## Saved entries
****
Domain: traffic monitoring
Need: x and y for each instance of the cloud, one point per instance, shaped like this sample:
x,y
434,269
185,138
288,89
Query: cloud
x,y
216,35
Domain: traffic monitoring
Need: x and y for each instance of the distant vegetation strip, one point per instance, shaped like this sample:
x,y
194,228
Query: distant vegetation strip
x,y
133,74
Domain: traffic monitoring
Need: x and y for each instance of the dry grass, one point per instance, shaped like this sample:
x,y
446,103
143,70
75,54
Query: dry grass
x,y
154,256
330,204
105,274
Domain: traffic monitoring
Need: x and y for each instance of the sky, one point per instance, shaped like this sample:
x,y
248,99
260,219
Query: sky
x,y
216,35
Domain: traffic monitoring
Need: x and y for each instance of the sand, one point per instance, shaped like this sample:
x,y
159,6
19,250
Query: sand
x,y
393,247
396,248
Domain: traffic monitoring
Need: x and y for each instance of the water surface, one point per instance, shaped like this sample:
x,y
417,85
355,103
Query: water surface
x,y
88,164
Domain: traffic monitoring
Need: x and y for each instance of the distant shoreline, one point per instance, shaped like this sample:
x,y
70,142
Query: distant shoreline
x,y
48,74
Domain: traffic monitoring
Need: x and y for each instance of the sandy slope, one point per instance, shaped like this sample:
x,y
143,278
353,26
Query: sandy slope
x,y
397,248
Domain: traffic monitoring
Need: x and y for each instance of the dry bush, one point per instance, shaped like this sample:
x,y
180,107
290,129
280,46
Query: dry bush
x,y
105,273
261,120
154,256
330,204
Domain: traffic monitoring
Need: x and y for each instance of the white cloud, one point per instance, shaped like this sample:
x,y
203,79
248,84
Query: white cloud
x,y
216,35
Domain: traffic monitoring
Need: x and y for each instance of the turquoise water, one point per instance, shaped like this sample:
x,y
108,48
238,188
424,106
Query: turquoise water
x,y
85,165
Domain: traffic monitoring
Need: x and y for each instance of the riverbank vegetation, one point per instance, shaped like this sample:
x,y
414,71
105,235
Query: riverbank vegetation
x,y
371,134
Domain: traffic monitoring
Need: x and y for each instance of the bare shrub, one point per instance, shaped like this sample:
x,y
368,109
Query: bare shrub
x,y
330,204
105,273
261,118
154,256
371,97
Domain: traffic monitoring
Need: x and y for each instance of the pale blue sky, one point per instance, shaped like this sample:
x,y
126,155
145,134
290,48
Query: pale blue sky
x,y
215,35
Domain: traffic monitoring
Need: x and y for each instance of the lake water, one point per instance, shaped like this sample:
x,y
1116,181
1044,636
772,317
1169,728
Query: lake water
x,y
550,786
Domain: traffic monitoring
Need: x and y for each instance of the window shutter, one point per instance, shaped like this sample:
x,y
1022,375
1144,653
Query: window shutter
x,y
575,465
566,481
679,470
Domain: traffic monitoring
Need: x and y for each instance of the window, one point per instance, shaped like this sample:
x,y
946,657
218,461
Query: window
****
Please copy out the preceding data in full, exactly as written.

Domain: traffic monitoring
Need: x and y for each instance of the cloud, one point per instance, shaped like this sample:
x,y
434,269
185,138
288,89
Query: cloud
x,y
216,35
Domain: traffic monitoring
Need: x and y for each instance of the distant vegetation strip, one point per instance, shaped like this sample:
x,y
194,228
Query: distant vegetation strip
x,y
133,74
Domain: traffic monitoring
Need: x and y for each instance of the dry grass, one point per instance, shaped like this sample:
x,y
446,103
143,70
75,54
Query: dry grass
x,y
154,256
330,204
105,274
Domain: traffic monitoring
Need: x and y for each instance of the sky, one point per instance, shaped like this sample:
x,y
248,99
260,219
Query: sky
x,y
216,35
Domain: traffic monitoring
Need: x and y for each instance of the sand, one point per instance, shaped like this sample:
x,y
159,6
19,250
Query: sand
x,y
393,247
396,248
Domain: traffic monitoring
Need: x and y for each instance of the water surface, one point per instance, shaped like this sample:
x,y
417,85
355,103
Query: water surface
x,y
88,164
Domain: traffic monitoring
Need: x and y for each instance of the distant shoreline, one point per instance, shaped like this sample:
x,y
70,142
Query: distant shoreline
x,y
48,74
Domain: traffic monitoring
Need: x and y for each instance of the sandy slope, one point per instance, shaped like this sample:
x,y
143,278
353,26
Query: sandy slope
x,y
397,248
Domain: traffic monitoring
Need: x and y for each instance of the dry bush, one point per instance, shaped like this sample:
x,y
180,107
290,129
280,46
Query: dry bush
x,y
105,273
261,120
154,256
330,204
Domain: traffic monitoring
Need: x and y for each instance of the white cloud, one point per instance, shaped like this sample:
x,y
203,79
248,84
Query: white cloud
x,y
216,35
Domain: traffic monitoring
Need: x and y for each instance of the turquoise water, one point per instance, shaped like this sample:
x,y
108,48
238,188
424,106
Query: turquoise water
x,y
85,165
Domain: traffic monitoring
Need: x and y for each instance of the riverbank vegetation, one point per instance, shaped like this sample:
x,y
414,71
105,235
Query: riverbank vegetation
x,y
371,134
Domain: traffic monitoring
Need: x and y for each instance of the bare shrub, one point per instance, shaped like this sample:
x,y
368,109
Query: bare shrub
x,y
330,204
105,273
261,118
154,256
371,97
Domain: traffic monitoring
Need: x and y for each instance of the pale blue sky, one point per instance, shaped like this sample:
x,y
126,155
145,134
290,48
Query: pale blue sky
x,y
215,35
Domain: traffic monitoring
Need: x and y for each instance of the lake water, one point per instance, shaped like this sample:
x,y
1116,181
1044,636
772,317
1169,728
Query: lake water
x,y
550,786
Domain: traffic monitoring
Need: x and y for each instance of the window shutter, one point per instance, shaped like this sample:
x,y
1022,375
1144,653
Query: window shutter
x,y
575,465
566,481
679,470
Domain: traffic monitoring
Need: x and y for each instance of the window, one point per instance, shaped like this sample:
x,y
946,657
218,461
Query: window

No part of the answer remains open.